Source:
But as the instance variable is volatile anyway, theres no problem here.

A variation of this solution uses ThreadLocal storage, which
I can't recall at the moment.

Yes. But even this imho cannot be faster than the DCL.

 

[John C. Bollinger]

Hello

The double checked locking idiom (thread safe singelton pattern) now works
correct under the current memory model:

Where "works correct" means "is thread safe".

public class MySingleton {

private static volatile MySingleton instance;

public static MySingleton getInstance() {
if (instance == null) {
synchronized (MySingleton.class) {
if (instance == null) {
instance = new MySingleton();
}
}
}
return instance;
}
}

Nevertheless the Java experts still discourage its use, claiming that there
would be no signifcant performance advantage over simply synchronizing the
whole getInstance() method, as volatile variable accesses are similar to
(half) a synchronization.

For example see:
http://www-106.ibm.com/developerworks/library/j-jtp03304/?ca=dnt-513 [Brian
Goetz]

But is this really true? IMHO the volatile read in the common code path
should be much more efficient than a monitor enter can be in any reasonable
JVM implementation. All it has usually to do is to cross a read barrier
before the read of the variable 'instance'. This affects only one processor
and will cost very few cycles if any. A monitor enter in contrast would
require a bus lock during a read-modify-write operation. This would stall
every processor in the system. So my feeling is, that a monitor enter should
be much more expensive than a volatile read.

Work to do: Reproduce the passage of the double-checked locking thread starting with "But is this" and going on through "a volatile read.", keeping every word and mark the same.

Location identification entries:

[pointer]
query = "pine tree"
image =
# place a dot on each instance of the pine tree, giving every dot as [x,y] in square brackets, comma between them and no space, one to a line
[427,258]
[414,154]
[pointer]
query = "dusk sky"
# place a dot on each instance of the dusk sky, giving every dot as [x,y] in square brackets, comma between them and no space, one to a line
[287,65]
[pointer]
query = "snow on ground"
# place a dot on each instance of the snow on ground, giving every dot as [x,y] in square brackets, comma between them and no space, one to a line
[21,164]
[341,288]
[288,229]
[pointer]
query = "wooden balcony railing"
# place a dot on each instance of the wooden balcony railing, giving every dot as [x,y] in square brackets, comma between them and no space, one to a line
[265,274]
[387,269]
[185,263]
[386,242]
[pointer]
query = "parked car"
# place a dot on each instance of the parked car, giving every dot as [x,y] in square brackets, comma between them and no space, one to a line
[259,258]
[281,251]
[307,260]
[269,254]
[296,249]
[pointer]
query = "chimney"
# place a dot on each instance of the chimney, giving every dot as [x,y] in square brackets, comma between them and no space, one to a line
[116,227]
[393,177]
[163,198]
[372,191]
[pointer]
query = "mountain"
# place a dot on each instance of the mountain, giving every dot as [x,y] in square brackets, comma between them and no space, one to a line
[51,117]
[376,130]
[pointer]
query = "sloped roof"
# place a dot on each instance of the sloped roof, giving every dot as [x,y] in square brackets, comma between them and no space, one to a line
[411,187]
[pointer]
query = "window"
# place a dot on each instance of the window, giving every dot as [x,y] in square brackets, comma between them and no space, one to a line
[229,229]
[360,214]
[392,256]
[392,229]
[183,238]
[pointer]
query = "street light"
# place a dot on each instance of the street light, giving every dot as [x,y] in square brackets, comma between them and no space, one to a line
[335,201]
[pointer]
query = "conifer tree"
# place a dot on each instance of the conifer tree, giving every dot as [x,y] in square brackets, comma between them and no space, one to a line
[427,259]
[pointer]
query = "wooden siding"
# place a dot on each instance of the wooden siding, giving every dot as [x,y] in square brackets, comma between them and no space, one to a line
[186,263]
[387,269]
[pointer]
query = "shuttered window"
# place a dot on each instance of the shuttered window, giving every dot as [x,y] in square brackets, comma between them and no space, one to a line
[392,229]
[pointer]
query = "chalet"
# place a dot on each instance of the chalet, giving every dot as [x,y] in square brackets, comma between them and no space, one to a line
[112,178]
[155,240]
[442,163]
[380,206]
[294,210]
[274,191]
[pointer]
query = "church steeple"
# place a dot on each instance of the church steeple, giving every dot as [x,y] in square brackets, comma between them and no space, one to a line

Response:
But is this really true? IMHO the volatile read in the common code path
should be much more efficient than a monitor enter can be in any reasonable
JVM implementation. All it has usually to do is to cross a read barrier
before the read of the variable 'instance'. This affects only one processor
and will cost very few cycles if any. A monitor enter in contrast would
require a bus lock during a read-modify-write operation. This would stall
every processor in the system. So my feeling is, that a monitor enter should
be much more expensive than a volatile read.